ページ抜粋
治療抵抗性となった治癒切除不能な進行・再発のHER2陽性大腸がん対象
国立がん研究センターは11月12日、HER2陽性大腸がん患者を対象に、抗HER2抗体療法であるペルツズマブとトラスツズマブの併用療法の有効性と安全性を評価する医師主導治験(TRIUMPH試験、EPOC1602)を実施し、その結果を発表した。同試験は、同センター東病院を中心に、全国7施設で実施された。研究成果は、「Nature Medicine」オンラインに掲載されている。
画像はリリースより
HER2陽性大腸がんは、大腸がんの2~3%でしか認められず、国内外で承認された薬剤がないアンメットメディカルニーズの高い希少なサブタイプである。国立がん研究センター東病院は、HER2陽性大腸がんのように消化器がんの希少なサブタイプを同定することを目的として、2015年にSCRUM-Japanを設立し、消化器がん患者の腫瘍組織遺伝子パネル検査を行うGI-SCREEN-Japanを開始。2018年1月から、進行消化器がん患者の血液をリキッドバイオプシーとして解析するスクリーニングプロジェクト「GOZILA Study(ゴジラ・スタディ)」を米国Guardant Health(ガーダントヘルス)社との共同研究として開始している。
2018年1月から開始されたTRIUMPH試験は、治療抵抗性となった治癒切除不能な進行・再発のHER2陽性大腸がん患者を対象に、ペルツズマブとトラスツズマブの併用療法の有効性と安全性を評価する多施設共同第2相医師主導治験。国立がん研究センター東病院を中心に、全国7施設で実施された。
登録症例の約30%で奏功、有効性評価基準上回る結果
対象患者は、腫瘍組織遺伝子パネル検査またはリキッドバイオプシーでスクリーニングを行った。腫瘍組織遺伝子パネル検査には、GI-SCREEN-Japanの基盤を活用し、HER2のIHC法/FISH法を実施し、国立がん研究センター東病院が米国、韓国の研究グループと共同で策定した診断基準に基づき、HER2陽性大腸がんの判定を行った。リキッドバイオプシーを用いたスクリーニングはGOZILA Studyで行われ、米国Guardant Health社のGuardant360(R)(ガーダントスリーシックスティ)が用いられた。腫瘍組織遺伝子パネル検査147例、リキッドバイオプシー1,107例をスクリーニングし、そのうちHER2陽性大腸がんと診断された30例(腫瘍組織遺伝子パネル検査:27例、リキッドバイオプシー:25例)がTRIUMPH試験に登録され、ペルツズマブとトラスツズマブの併用療法を受けた。

参照表現ポインティングデータ
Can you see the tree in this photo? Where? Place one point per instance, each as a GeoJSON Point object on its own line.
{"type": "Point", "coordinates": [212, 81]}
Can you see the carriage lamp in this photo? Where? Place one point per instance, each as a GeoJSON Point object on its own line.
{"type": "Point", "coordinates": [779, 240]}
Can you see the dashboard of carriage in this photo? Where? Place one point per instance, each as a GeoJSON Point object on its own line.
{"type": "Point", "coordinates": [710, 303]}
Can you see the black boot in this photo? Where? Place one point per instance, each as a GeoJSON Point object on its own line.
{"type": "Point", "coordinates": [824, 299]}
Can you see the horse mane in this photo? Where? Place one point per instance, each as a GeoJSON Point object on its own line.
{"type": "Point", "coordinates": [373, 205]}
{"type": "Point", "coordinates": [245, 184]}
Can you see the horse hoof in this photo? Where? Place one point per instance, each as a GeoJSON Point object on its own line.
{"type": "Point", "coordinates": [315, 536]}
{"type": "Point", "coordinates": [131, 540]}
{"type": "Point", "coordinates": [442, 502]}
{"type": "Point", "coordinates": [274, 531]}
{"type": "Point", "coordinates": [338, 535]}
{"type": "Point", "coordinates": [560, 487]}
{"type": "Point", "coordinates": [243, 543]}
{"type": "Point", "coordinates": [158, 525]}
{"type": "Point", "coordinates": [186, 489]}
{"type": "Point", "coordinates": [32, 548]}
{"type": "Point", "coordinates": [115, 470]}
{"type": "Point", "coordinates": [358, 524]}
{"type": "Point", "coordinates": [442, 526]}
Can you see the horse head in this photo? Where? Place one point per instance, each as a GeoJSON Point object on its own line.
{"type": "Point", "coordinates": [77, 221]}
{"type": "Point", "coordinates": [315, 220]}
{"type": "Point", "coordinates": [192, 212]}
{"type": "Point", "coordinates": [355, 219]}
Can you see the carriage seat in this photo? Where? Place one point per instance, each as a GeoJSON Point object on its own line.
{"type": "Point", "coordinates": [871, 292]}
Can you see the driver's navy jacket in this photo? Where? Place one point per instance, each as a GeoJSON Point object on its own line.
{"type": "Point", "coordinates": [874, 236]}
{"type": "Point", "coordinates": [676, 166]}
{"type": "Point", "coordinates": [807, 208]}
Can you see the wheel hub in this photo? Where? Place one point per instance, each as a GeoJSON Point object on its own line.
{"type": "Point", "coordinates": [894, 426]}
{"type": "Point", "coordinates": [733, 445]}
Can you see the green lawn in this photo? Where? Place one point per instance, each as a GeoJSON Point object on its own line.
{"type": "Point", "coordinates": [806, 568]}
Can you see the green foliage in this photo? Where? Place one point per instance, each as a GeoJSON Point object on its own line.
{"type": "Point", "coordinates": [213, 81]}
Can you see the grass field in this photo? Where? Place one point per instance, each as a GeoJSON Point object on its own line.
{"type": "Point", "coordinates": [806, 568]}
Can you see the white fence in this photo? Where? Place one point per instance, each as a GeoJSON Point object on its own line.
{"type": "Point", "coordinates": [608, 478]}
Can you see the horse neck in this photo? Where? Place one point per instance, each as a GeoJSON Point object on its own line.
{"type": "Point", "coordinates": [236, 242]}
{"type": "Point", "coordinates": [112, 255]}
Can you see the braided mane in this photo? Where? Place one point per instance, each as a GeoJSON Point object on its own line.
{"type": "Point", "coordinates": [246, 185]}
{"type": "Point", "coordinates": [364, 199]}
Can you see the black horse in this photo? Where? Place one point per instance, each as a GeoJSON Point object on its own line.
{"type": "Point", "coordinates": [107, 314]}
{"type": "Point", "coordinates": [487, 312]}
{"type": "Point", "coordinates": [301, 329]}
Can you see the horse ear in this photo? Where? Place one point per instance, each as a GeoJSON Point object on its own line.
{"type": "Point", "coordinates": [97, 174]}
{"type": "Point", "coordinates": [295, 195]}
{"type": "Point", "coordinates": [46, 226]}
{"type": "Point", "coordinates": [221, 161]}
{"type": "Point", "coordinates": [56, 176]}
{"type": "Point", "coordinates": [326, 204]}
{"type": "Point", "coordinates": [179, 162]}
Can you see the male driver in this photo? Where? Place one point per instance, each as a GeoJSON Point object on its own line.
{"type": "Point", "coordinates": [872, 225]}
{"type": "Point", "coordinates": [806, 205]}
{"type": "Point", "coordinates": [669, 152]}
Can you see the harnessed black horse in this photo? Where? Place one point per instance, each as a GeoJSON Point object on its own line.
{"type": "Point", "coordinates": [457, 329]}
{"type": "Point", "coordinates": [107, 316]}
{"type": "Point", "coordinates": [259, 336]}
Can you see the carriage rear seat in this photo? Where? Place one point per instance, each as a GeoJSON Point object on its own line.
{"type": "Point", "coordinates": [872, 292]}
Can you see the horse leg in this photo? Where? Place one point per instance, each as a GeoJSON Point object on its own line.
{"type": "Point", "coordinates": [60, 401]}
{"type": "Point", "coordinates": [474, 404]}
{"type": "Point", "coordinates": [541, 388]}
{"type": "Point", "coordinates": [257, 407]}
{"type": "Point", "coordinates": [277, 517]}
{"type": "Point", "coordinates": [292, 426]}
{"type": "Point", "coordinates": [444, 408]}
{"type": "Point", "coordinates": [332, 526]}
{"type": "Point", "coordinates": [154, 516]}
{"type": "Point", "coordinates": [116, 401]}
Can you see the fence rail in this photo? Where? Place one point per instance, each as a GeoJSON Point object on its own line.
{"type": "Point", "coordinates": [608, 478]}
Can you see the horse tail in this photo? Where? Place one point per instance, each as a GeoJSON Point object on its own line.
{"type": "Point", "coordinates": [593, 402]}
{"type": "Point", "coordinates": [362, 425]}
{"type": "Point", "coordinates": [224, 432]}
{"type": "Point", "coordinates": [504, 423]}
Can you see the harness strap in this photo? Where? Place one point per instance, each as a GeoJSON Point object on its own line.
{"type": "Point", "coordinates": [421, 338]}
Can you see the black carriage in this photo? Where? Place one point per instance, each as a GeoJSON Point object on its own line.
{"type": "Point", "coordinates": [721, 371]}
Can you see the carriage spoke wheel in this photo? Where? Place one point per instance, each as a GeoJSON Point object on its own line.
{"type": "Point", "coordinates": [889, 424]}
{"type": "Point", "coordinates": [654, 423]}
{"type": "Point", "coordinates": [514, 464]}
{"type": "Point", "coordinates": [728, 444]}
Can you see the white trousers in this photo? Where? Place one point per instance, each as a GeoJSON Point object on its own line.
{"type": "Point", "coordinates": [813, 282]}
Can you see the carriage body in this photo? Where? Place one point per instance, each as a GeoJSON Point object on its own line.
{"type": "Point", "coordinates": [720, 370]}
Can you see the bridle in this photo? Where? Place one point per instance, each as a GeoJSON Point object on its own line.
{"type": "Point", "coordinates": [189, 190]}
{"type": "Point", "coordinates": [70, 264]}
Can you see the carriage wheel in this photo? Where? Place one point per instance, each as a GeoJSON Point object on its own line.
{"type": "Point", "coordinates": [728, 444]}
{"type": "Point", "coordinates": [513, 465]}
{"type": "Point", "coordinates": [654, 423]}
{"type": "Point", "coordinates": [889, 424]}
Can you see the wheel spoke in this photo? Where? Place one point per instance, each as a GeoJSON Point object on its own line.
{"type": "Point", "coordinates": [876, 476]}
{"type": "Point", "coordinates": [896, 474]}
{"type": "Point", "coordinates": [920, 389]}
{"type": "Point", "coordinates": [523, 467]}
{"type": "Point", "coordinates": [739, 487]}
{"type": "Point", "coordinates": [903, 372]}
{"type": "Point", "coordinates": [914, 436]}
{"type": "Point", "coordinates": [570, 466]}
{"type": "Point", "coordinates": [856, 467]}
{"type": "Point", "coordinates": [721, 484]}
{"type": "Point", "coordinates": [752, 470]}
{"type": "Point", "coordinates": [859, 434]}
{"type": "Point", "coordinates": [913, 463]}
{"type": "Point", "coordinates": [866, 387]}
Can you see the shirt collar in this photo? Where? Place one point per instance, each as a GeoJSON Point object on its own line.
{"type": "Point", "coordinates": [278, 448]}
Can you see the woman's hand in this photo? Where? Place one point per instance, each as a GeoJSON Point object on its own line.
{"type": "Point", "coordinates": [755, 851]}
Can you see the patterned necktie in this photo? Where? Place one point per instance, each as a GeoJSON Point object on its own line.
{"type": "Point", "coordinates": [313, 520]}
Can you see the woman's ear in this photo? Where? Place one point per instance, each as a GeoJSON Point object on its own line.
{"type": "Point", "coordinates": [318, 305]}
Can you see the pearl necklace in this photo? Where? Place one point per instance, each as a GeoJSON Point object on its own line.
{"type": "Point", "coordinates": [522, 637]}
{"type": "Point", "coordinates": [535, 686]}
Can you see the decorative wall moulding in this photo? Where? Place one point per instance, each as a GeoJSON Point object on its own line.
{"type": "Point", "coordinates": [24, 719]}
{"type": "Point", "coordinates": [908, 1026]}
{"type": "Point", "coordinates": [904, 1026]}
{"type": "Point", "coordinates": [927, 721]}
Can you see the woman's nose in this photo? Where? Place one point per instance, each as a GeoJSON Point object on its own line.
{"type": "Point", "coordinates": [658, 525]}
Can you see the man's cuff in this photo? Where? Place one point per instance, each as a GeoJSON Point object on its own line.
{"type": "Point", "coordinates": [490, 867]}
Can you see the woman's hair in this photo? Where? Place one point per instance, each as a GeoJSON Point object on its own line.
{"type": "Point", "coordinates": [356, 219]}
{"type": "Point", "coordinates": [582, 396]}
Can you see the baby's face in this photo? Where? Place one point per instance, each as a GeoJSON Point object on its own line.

演習問題
a. 次の(i)～(iii)が記事の内容と一致するかを、それぞれ「はい」か「いいえ」で答えてください。判断の根拠となる記事中の語句もそのまま引用してください。
(i) TRIUMPH試験は全国7施設で実施された。
(ii) HER2陽性大腸がんには、国内で承認された薬剤がある。
(iii) GOZILA Studyは2015年に開始された。
b. 記事に基づいて、次の問いに答えてください。
(i) 研究成果はどの媒体のオンライン版に掲載されたか。
(ii) HER2陽性大腸がんは、大腸がんの何%で認められるか。
(iii) リキッドバイオプシーでスクリーニングされたのは何例か。

設問別の解答
a.
(i) はい。「全国7施設で実施された」
(ii) いいえ。「国内外で承認された薬剤がない」
(iii) いいえ。「2018年1月から、進行消化器がん患者の血液をリキッドバイオプシーとして解析するスクリーニングプロジェクト「GOZILA Study(ゴジラ・スタディ)」を」

b.
(i) 「Nature Medicine」
(ii) 2~3%
(iii) 1,107例